Stated task
Please copy the lines of every record below word for word.
[START Task inputs]
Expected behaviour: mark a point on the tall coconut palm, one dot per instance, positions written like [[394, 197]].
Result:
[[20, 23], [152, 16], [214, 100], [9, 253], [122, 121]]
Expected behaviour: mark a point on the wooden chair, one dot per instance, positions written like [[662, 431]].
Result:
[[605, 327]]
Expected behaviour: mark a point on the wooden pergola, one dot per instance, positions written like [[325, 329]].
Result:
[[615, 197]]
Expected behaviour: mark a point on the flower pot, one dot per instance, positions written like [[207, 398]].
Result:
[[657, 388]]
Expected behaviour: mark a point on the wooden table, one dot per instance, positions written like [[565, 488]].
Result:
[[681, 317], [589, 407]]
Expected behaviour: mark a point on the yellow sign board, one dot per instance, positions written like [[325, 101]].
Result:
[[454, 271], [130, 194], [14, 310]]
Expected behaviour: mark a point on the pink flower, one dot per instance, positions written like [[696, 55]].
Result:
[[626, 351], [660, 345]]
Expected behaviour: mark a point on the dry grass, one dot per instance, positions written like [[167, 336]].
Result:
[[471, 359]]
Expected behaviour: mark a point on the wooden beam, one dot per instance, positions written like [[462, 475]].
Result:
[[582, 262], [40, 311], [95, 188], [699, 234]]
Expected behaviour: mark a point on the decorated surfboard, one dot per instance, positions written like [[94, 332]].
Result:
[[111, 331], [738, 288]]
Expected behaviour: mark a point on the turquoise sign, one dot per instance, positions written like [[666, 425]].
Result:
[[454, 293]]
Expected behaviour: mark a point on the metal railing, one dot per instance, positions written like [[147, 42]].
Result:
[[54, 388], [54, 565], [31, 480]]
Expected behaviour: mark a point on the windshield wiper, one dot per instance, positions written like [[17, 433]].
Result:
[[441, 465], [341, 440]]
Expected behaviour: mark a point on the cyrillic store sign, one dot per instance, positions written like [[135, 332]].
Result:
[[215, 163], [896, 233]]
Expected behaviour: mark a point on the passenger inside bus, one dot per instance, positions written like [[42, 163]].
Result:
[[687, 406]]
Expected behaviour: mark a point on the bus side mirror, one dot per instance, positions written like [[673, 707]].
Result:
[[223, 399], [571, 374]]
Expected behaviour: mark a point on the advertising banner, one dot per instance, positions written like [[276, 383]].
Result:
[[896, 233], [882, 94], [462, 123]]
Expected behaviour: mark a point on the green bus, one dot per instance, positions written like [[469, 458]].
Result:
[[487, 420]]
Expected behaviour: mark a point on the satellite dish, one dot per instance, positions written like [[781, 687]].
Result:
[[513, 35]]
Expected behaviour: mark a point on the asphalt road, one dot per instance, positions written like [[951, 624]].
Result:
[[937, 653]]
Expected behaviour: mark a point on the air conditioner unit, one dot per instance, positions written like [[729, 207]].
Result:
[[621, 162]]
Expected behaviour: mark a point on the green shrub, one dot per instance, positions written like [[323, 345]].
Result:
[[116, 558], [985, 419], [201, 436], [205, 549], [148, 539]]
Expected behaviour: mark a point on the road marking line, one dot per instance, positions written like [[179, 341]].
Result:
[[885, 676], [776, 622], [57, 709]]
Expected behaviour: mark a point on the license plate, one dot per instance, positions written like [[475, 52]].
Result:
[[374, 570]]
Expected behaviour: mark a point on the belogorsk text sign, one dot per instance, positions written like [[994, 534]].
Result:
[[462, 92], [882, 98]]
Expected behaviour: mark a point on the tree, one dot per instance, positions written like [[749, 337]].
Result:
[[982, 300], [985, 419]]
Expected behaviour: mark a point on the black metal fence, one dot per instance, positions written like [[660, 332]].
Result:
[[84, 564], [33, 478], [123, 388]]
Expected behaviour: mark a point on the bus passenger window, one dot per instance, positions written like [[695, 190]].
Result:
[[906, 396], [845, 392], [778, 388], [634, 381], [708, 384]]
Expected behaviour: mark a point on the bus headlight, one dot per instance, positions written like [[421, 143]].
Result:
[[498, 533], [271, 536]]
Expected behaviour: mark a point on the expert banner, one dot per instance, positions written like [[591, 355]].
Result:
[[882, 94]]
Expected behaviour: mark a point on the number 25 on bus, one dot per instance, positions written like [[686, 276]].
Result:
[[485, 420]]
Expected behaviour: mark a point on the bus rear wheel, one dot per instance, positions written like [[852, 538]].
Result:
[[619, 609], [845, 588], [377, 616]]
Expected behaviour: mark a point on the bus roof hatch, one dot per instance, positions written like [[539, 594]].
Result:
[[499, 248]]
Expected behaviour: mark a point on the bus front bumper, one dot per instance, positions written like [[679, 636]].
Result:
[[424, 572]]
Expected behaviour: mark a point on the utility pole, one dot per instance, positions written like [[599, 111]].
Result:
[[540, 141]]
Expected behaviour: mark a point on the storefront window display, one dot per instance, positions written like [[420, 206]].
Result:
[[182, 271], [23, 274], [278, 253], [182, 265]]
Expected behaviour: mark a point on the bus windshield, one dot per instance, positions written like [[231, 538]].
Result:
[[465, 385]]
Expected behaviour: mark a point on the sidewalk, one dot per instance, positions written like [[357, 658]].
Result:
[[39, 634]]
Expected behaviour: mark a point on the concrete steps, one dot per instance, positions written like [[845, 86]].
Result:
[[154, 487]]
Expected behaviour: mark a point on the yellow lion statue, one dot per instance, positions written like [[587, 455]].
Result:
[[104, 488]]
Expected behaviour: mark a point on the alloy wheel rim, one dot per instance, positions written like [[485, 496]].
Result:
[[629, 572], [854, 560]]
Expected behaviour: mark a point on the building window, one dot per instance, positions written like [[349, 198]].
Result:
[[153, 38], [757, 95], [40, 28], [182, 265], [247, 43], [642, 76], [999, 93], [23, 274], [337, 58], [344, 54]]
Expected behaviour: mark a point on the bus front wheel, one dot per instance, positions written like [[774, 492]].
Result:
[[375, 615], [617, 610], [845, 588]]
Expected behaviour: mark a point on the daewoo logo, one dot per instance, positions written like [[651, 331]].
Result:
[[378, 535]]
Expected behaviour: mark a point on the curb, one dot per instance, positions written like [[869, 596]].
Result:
[END Task inputs]
Task output
Expected behaviour: mark a point on the tall coconut palm, one dot per instance, positions written like [[394, 197]].
Result:
[[20, 23], [152, 16], [214, 100], [9, 253], [122, 121]]
Expected behaviour: mark a point on the wooden chair, one dot per instance, positions written like [[662, 431]].
Result:
[[605, 327]]
Expected behaviour: mark a point on the wooden pergola, one dot per instance, positions written like [[325, 329]].
Result:
[[615, 197]]
Expected behaviour: mark a point on the flower pot, one dot per instance, positions written like [[207, 398]].
Result:
[[657, 388]]
Expected behaviour: mark a point on the wooden table, one dot per instance, positions written like [[565, 488]].
Result:
[[681, 317], [589, 407]]
Expected behaviour: mark a point on the yellow sign board, one dot per instance, positions written like [[325, 101]].
Result:
[[454, 271], [130, 194], [14, 310]]
Expected behaviour: mark a point on the pink flower, one dot per instance, positions written like [[696, 55]].
Result:
[[626, 351], [660, 345]]
Expected behaviour: mark a point on the dry grass, one dot per instance, positions written like [[167, 336]].
Result:
[[471, 359]]
Expected behaviour: mark a point on the wooden beam, one dot per instance, positions written like [[462, 475]].
Result:
[[582, 262], [40, 311], [95, 188], [699, 234]]
Expected behaviour: mark a point on the decorated surfboard, one dot per instance, positions written like [[94, 332]].
Result:
[[111, 331], [738, 288]]
Expected behaviour: mark a point on the turquoise sign, one dot per instance, positions written like [[666, 425]].
Result:
[[454, 293]]
Expected behaviour: mark a point on the metal railing, one dot per instance, positions written like [[147, 42]].
Result:
[[54, 388], [54, 565], [31, 480]]
Expected behaviour: mark a point on the windshield wiper, one dot per instance, positions written like [[17, 433]].
Result:
[[441, 465], [341, 440]]
Expected behaviour: mark a point on the cyrillic store sign, one dot per instance, positions written like [[135, 332]].
Result:
[[215, 163], [896, 233]]
Expected behaviour: mark a point on the passenger inside bus, one dot per instance, positions written like [[42, 163]].
Result:
[[687, 406]]
Expected behaviour: mark a point on the bus side mirror, one dot per instance, positions written like [[673, 707]].
Result:
[[223, 399], [571, 374]]
Expected behaviour: mark a point on the advertising banner, one dot per instance, positions written like [[276, 383]].
Result:
[[896, 233], [882, 94], [462, 123]]
Expected behaviour: mark a point on the green bus, one dot per instance, positions written like [[469, 458]].
Result:
[[487, 420]]
Expected behaviour: mark a point on the satellite dish, one dot per instance, positions written like [[781, 687]].
Result:
[[513, 35]]
Expected behaviour: mark a point on the asphalt road, one dot per instance, positions written like [[951, 624]].
Result:
[[937, 653]]
Expected behaviour: mark a point on the air conditioner unit, one dot per instance, positions written like [[729, 207]].
Result:
[[621, 162]]
Expected behaviour: mark a point on the green shrub, one dot per instance, positions written like [[323, 345]].
Result:
[[116, 558], [985, 419], [201, 436], [205, 549], [148, 539]]
Expected behaviour: mark a point on the road marking line, one dot per instance, positions written like [[179, 341]].
Result:
[[885, 676], [776, 622], [57, 709]]
Expected behaviour: mark a point on the license plate, one dot per instance, positions written like [[475, 52]].
Result:
[[374, 570]]
Expected behaviour: mark a point on the belogorsk text sign, one dot per instance, positions written like [[994, 534]].
Result:
[[462, 92], [882, 98]]
Expected behaviour: mark a point on the tree, one dot per instance, positions written like [[749, 337]].
Result:
[[982, 300], [985, 419]]
Expected behaviour: mark a point on the black metal fence, one dot per instance, positions written like [[660, 332]].
Result:
[[84, 564], [33, 478], [123, 388]]
Expected behaviour: mark a point on the bus passenger window, one dot per instance, positions written like [[695, 190]].
Result:
[[906, 396], [845, 392], [778, 388], [634, 381], [708, 384]]
Expected behaviour: mark a point on the bus headlight, one dot per instance, positions written like [[421, 143]].
Result:
[[498, 533], [271, 536]]
Expected behaviour: mark a point on the expert banner, one dot per instance, positions written like [[591, 355]].
Result:
[[882, 94]]
Expected behaviour: mark a point on the number 25 on bus, one dot per instance, positions written like [[686, 276]].
Result:
[[485, 420]]
Expected behaviour: mark a point on the bus rear wheel, one dot per instance, positions written like [[852, 538]].
Result:
[[619, 609], [845, 588], [377, 616]]
Expected behaviour: mark a point on the bus roof hatch, one dot per instance, positions written like [[539, 594]].
Result:
[[499, 248]]
Expected behaviour: mark a point on the bus front bumper, one dot per instance, positions written like [[679, 636]].
Result:
[[424, 572]]
Expected behaviour: mark a point on the utility pole, one dot per instance, positions written like [[599, 111]].
Result:
[[540, 141]]
Expected behaviour: mark a point on the storefront window display, one dot per instance, positions written like [[420, 206]].
Result:
[[182, 271], [23, 274], [278, 253], [182, 265]]
Expected behaviour: mark a point on the bus windshield, one dot per instance, positions written like [[231, 538]].
Result:
[[465, 385]]
Expected behaviour: mark a point on the sidewalk, one dot per instance, positions written like [[357, 658]].
Result:
[[39, 634]]
Expected behaviour: mark a point on the concrete steps, one dot per instance, positions written like [[845, 86]].
Result:
[[154, 487]]
Expected behaviour: mark a point on the yellow lion statue, one dot per instance, positions written like [[587, 455]].
Result:
[[104, 488]]
Expected behaviour: mark a point on the alloy wheel rim, one dot per instance, positions written like [[485, 496]].
Result:
[[629, 572], [854, 560]]
Expected behaviour: mark a point on the building window, one dot per instance, positions written like [[349, 198]].
Result:
[[153, 38], [757, 95], [40, 28], [182, 265], [247, 43], [642, 76], [999, 93], [23, 274], [337, 58], [344, 54]]
Expected behaviour: mark a point on the bus front wheel, one dot per instance, positions written like [[774, 492]].
Result:
[[375, 615], [617, 610], [845, 588]]
Expected behaviour: mark a point on the daewoo logo, one dot per instance, positions written like [[651, 331]].
Result:
[[378, 535]]
Expected behaviour: mark a point on the curb, one dot per instance, positions written like [[869, 596]].
Result:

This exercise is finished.